- Born: Jack Douglas Forbes January 7, 1934 Long Beach, California, US
- Died: February 23, 2011 (aged 77) Davis, California, US
- Education: University of Southern California
- Spouse: Carolyn L. Johnson
- Children: 2

= Jack D. Forbes =

American historian (1934–2011)

Jack Douglas Forbes (January 7, 1934 – February 23, 2011) was an American historian, writer, scholar, and political activist, who specialized in Native American issues. He is best known for his role in establishing one of the first Native American studies programs (at University of California Davis). In addition, he was one of the cofounders of D-Q University, a prominently Native American college in Davis, California.

==Life and career==
Jack D. Forbes was born in 1934 in Long Beach, California, to George Theodore Forbes and Dorothy Hazel Rufener Forbes. Jack was of Powhatan-Renapé and Lenape descent, but was not enrolled in any Native nation. Forbes was raised in neighboring El Monte and Eagle Rock, where he began his writing career at the high school newspaper. He received his bachelor's degree in philosophy from University of Southern California in 1953, going on to a Master's in 1955 and a Ph.D. in History and Anthropology (1959).

In the early 1960s, Forbes became active as an organizer in the Native American movement, which asserted the rights to sovereignty and resisting assimilation into the majority culture. Native Americans on the West Coast were active, gaining national attention with such demonstrations as the occupation of Alcatraz Island. They pushed for better education, and departments of Native American studies to be established at major universities, as well as civil rights. In this same era, various tribes filed land claim suits against the federal government or states over long-contested issues.

Forbes first taught at San Fernando Valley State College and the University of Nevada, Reno. He joined the University of California, Davis in 1969, where he helped found a program in Native American studies, one of the first at a major university. Later he developed this subject as a full department and served as its chairman. With an emphasis on interdisciplinary studies, he explored the confluence of African American and Native American histories, as well as multicultural people of Indian and European ancestry. He extended his work into African American and Latin American history. After gaining professor emeritus status in 1994, Forbes continued to teach at the university until 2009.

In 1971 Forbes was among the founders of the Deganawidah-Quetzalcoatl University (commonly referred to as D-Q University), a two-year college located near Davis, California. It was the first tribal college in California and closed for classes in 2005. Forbes taught there for 25 years and served on the board.

In 1981-82 was a visiting Fulbright Professor at the University of Warwick in England, where he also spent time at Oxford and the University of Essex. Additionally, he held the Tinbergen Chair at the Erasmus University of Rotterdam.

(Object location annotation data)
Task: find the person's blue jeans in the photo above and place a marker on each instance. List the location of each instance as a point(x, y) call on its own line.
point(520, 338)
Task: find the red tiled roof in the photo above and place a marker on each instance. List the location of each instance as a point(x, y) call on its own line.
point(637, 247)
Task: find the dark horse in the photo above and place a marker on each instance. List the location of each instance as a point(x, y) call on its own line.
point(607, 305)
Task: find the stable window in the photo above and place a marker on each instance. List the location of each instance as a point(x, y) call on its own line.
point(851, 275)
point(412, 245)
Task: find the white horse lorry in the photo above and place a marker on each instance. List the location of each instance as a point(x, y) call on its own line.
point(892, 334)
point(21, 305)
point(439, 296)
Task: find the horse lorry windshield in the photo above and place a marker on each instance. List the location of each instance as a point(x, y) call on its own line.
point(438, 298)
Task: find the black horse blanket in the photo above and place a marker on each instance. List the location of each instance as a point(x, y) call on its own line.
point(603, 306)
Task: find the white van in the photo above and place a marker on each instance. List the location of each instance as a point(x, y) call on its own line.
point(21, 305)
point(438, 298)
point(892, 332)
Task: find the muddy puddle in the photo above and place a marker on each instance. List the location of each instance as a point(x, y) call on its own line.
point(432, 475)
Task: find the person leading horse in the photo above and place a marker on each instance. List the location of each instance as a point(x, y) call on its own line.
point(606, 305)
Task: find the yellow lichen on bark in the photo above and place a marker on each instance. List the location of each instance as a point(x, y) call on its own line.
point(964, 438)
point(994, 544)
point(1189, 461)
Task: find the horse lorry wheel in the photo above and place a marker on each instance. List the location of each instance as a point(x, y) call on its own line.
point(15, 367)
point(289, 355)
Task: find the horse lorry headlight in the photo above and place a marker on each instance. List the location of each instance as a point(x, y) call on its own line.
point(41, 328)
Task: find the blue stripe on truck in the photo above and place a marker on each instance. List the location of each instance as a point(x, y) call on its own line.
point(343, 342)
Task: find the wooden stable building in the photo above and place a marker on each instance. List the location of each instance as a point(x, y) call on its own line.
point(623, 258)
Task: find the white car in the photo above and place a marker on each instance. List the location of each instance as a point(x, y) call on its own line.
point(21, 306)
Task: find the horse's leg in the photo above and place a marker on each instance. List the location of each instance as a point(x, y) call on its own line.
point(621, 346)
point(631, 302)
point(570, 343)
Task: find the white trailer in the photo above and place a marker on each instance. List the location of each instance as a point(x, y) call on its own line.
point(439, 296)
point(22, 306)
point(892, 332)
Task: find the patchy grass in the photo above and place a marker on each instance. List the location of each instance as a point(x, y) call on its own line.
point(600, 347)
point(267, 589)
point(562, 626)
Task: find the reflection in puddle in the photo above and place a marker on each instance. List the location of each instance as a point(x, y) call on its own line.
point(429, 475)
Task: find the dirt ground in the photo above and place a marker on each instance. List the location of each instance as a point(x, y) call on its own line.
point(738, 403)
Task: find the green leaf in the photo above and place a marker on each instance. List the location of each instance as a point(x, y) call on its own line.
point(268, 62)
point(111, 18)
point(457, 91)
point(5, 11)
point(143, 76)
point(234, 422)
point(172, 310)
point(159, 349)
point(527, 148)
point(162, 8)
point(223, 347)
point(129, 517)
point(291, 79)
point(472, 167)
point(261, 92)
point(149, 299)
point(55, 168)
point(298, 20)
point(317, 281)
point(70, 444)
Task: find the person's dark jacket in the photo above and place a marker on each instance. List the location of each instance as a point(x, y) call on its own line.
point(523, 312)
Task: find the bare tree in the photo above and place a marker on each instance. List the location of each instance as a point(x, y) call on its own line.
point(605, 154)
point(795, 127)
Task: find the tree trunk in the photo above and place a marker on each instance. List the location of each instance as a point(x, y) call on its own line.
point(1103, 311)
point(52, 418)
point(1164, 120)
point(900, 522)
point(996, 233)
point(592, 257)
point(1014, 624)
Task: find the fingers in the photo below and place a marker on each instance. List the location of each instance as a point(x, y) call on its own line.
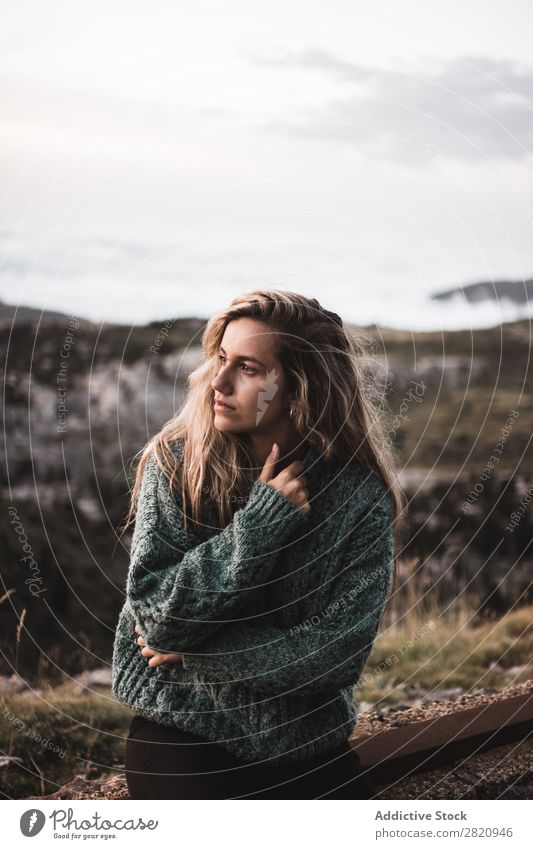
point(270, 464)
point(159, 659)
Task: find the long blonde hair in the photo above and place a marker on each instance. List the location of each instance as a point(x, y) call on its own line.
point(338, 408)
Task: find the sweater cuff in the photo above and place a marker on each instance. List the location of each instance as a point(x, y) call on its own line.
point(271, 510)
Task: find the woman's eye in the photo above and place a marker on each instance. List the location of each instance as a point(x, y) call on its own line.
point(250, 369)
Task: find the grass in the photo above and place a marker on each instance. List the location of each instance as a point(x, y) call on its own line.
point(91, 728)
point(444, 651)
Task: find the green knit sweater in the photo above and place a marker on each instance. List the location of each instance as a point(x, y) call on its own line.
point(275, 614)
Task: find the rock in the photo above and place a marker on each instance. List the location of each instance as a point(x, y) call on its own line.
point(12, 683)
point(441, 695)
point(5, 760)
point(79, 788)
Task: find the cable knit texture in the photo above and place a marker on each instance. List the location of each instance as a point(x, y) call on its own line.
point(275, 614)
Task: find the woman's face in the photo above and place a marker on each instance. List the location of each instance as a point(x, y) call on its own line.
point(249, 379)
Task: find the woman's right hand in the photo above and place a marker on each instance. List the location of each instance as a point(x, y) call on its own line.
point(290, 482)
---
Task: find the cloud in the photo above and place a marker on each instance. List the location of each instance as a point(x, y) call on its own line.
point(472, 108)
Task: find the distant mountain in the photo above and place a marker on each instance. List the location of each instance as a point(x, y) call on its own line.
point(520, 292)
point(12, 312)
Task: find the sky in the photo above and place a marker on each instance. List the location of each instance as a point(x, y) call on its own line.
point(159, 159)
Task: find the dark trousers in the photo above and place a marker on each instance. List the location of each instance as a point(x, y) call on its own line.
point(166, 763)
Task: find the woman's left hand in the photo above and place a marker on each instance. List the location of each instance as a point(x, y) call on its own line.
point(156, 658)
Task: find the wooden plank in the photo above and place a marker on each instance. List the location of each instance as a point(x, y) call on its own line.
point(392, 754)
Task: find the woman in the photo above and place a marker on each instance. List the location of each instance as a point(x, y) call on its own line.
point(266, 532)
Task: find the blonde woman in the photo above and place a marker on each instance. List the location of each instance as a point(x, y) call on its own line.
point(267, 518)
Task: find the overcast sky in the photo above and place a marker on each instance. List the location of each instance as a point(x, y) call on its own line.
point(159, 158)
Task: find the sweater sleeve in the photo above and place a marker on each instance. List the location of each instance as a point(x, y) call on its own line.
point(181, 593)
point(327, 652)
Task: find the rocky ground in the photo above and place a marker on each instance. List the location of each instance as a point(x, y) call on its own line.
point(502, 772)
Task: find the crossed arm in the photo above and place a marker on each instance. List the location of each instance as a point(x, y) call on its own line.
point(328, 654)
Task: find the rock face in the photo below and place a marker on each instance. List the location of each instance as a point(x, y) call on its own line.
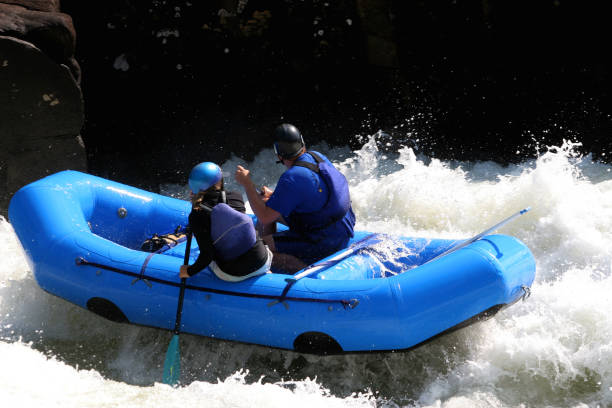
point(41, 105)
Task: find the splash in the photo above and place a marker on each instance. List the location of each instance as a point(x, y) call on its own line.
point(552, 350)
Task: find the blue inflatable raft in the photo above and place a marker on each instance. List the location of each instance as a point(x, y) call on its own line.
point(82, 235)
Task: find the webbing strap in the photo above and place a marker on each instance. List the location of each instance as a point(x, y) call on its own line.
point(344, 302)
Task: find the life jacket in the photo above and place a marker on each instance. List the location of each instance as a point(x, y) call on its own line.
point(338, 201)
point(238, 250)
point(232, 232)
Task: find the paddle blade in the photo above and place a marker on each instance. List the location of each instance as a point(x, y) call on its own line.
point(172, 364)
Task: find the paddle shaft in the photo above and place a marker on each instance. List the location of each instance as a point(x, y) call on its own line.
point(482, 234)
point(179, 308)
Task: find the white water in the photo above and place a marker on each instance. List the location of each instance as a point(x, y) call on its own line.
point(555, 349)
...
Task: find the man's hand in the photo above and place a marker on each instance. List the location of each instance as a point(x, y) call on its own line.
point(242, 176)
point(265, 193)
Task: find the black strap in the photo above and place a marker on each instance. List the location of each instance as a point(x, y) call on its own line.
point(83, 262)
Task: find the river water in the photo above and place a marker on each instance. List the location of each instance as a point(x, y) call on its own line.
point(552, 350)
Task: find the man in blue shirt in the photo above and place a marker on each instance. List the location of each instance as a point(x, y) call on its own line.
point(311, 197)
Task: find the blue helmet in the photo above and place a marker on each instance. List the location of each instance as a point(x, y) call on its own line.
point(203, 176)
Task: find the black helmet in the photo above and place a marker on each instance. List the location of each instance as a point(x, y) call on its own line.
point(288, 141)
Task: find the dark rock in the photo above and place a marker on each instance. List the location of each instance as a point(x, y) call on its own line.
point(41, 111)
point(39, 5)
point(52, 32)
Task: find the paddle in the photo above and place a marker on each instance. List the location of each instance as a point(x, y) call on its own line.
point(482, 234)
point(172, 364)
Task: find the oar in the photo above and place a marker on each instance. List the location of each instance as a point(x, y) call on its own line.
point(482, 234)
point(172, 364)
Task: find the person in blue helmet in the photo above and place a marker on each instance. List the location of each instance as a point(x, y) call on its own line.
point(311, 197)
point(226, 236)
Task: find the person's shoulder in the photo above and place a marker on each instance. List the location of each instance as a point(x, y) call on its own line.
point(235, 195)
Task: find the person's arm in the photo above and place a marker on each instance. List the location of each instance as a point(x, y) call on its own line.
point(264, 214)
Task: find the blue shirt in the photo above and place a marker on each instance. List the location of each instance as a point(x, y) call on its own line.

__Instructions__
a - Print everything in the Jack D. Forbes biography from "- Born: Jack" down to "American historian (1934–2011)".
b - Carry on the Jack D. Forbes biography from the point where it stops.

__Answers to the exercise__
a -
- Born: Jack Douglas Forbes January 7, 1934 Long Beach, California, US
- Died: February 23, 2011 (aged 77) Davis, California, US
- Education: University of Southern California
- Spouse: Carolyn L. Johnson
- Children: 2

= Jack D. Forbes =

American historian (1934–2011)

b -
In his 1992 book entitled Columbus and Other Cannibals, Forbes wrote that the animism of native and folk religious beliefs of Africa, Asia and the Americas was synonymous with 'life-ism', and that 'perhaps that is what we need, "lifeism", more respect for life, more respect for the living, more respect for all forms of life.'

In the early 1990s, Forbes was involved with David Risling and others in the making of A Free People, Free To Choose, a film by Jan Crull, Jr. It was conceived as a feature-length documentary based on D-Q University's history and an alleged campaign by the federal government to suppress it. Crull was forced to abandon the project when Morrison & Foerster, a law firm closely linked to D-Q U's legal battles, withdrew from the project after the film's subjects filed lawsuits against each other. The hundred-plus hours of footage assembled includes a lengthy interview with Forbes.

Near his retirement, Forbes published Africans and Native Americans: The Language of Race and the Evolution of Red-Black Peoples (1993), considered to be "his signature work," the product of two decades of study. He studied the fluidity of race in the United States as people came together in colonial times and after the Revolution, remarking on the fact that Native Americans who were part black often lost their culture and were classified arbitrarily as black, despite identifying as Indian.

==Marriage and family==
Forbes married and had two children, Kenneth Forbes and Nancy (Forbes) O'Hearn. After he and his wife divorced, he later married again. His second wife Carolyn Forbes, children, and grandson survived him.

==Awards and honors==
- Before Columbus Foundation: American Book Award for Lifetime Achievement (1997)
- Wordcraft Circle: Writer of the Year (Prose - Non-Fiction) award (1999)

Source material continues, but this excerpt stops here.